Work instructions: State how many lines in the items below contain the word "outline". Give only the number.

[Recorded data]
_ _ _ _
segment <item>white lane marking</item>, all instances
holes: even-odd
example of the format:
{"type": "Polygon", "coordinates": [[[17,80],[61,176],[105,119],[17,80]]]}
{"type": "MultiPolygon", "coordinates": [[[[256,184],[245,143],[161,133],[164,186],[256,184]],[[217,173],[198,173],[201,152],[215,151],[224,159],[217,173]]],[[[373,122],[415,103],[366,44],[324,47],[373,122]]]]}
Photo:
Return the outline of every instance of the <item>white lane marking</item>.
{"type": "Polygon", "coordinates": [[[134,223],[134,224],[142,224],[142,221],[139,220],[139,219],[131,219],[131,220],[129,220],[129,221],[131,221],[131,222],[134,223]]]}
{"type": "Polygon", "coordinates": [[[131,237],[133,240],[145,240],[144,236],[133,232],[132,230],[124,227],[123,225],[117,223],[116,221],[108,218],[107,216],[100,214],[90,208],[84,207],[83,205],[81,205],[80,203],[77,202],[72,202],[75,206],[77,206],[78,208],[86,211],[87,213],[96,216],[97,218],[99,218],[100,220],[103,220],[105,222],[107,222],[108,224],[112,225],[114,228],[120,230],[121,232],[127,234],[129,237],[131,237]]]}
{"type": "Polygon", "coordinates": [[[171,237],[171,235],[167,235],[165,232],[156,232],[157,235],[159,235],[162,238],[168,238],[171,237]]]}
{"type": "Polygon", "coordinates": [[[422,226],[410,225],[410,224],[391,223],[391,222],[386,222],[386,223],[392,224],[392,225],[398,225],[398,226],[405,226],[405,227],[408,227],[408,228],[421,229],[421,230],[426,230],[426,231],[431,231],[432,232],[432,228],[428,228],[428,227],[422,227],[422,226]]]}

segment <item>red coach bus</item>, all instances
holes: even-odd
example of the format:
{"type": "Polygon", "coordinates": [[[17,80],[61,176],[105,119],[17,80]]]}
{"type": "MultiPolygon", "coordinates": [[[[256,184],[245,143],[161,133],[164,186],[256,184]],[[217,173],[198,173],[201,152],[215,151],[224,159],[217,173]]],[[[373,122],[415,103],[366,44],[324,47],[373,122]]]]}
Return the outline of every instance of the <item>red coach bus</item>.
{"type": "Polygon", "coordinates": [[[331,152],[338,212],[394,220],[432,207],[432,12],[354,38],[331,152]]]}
_ _ _ _
Solution below: 2